Available data »
....
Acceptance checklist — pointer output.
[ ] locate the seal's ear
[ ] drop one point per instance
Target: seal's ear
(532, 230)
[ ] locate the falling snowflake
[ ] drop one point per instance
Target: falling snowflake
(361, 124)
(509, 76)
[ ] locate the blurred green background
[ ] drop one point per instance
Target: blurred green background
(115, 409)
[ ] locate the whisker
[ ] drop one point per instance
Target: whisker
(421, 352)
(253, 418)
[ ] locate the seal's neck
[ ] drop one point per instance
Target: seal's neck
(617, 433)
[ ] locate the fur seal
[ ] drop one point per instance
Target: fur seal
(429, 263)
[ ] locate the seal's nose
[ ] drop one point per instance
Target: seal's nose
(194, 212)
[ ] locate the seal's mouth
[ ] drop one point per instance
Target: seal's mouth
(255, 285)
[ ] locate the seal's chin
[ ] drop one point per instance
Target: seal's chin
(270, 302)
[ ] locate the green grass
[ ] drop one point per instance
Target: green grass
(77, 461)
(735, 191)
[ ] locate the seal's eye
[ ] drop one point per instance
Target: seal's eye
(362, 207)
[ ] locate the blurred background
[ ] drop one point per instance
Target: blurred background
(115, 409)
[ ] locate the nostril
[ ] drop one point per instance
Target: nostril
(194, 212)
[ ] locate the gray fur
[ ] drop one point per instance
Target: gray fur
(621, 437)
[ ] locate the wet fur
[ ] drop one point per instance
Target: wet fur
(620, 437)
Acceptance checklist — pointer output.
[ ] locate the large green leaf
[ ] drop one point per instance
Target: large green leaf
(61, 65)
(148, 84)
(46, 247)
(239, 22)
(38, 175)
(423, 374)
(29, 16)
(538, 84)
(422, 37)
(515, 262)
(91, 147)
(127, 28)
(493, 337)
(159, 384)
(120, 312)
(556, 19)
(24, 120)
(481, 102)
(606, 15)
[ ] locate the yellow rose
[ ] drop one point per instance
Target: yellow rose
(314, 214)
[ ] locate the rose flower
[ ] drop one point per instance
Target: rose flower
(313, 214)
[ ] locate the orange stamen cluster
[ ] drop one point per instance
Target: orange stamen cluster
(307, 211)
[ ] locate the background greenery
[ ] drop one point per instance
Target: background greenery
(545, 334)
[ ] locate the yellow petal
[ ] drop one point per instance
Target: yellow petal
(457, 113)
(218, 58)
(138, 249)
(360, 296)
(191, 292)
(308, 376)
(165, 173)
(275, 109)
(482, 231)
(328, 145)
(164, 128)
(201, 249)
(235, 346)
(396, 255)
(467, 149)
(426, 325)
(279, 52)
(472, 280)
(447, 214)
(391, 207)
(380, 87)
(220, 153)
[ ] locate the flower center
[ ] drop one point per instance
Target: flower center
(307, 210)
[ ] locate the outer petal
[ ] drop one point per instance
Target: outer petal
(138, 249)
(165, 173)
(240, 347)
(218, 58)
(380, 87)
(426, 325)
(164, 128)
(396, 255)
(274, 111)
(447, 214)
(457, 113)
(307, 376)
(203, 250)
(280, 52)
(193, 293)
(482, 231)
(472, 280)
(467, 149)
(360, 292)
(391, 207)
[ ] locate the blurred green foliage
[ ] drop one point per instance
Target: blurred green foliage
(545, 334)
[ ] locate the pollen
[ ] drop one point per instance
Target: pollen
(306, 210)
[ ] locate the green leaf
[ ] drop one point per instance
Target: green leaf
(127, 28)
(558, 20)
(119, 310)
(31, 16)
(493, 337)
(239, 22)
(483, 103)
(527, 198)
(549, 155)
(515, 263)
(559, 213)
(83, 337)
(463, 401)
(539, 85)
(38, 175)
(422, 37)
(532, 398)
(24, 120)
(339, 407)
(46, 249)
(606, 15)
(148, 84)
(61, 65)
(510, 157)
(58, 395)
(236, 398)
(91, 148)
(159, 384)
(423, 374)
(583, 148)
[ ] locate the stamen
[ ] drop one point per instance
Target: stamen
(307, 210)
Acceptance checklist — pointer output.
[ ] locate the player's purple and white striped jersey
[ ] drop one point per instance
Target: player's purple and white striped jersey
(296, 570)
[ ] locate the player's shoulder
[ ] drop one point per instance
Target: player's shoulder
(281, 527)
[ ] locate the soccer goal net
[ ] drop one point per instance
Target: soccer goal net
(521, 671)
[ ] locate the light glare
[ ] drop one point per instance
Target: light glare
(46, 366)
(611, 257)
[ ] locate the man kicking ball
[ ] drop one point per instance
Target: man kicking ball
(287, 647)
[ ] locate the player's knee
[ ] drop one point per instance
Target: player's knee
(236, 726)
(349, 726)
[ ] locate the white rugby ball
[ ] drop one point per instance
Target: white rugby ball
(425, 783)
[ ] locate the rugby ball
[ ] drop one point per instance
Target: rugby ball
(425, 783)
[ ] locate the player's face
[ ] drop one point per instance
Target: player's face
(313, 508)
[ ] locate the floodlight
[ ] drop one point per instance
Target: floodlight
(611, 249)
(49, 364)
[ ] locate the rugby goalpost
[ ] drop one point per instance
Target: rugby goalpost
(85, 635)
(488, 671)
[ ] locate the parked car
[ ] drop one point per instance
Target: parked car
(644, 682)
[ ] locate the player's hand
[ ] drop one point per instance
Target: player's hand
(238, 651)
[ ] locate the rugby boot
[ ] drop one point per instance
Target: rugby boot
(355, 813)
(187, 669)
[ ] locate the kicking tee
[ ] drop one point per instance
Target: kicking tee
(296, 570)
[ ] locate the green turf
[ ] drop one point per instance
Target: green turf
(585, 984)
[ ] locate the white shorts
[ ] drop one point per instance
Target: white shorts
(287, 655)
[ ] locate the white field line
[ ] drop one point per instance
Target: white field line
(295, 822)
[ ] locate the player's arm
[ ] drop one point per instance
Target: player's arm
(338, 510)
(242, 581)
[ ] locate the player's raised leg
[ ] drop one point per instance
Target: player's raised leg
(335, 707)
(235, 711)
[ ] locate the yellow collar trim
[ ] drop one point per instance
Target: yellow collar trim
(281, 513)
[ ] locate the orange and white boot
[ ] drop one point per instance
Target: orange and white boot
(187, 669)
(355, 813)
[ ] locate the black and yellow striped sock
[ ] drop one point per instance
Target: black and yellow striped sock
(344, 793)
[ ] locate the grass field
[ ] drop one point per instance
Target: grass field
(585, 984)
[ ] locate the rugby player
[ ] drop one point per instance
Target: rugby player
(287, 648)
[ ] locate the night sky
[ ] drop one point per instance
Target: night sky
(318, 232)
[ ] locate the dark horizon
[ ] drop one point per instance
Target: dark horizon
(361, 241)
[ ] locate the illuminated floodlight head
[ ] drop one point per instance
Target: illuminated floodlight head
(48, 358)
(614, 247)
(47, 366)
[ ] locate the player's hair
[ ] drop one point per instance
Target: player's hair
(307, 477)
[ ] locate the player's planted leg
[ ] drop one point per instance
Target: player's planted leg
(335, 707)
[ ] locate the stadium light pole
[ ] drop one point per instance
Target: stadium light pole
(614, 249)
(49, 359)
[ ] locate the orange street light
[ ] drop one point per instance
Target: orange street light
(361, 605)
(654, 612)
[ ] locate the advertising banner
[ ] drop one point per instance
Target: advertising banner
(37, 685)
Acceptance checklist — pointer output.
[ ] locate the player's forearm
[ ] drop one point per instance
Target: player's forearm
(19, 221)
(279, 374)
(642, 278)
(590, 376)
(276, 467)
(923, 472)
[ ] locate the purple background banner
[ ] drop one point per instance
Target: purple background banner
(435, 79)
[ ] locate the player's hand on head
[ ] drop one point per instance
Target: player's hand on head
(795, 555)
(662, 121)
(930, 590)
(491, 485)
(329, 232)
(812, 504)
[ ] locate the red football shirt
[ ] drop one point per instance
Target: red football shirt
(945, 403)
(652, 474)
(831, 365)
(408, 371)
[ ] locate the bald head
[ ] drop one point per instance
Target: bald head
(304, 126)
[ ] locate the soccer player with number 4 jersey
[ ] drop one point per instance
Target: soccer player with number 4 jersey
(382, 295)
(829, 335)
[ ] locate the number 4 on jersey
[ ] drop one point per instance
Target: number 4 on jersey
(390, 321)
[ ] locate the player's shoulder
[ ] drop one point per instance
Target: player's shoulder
....
Aim of the task »
From the entries above, give again exactly the lines running from the line with "[ ] locate the player's hand on head" to the line with "[ ] locate the bald head"; include both of those lines.

Task solution »
[ ] locate the player's hand on head
[ ] drop one point per instance
Target: player's hand on head
(795, 555)
(662, 121)
(930, 590)
(491, 485)
(329, 232)
(812, 504)
[ ] locate the red football shirt
[ ] drop one point per instance
Target: red football shirt
(945, 403)
(652, 474)
(831, 365)
(408, 371)
[ ] locate the bald head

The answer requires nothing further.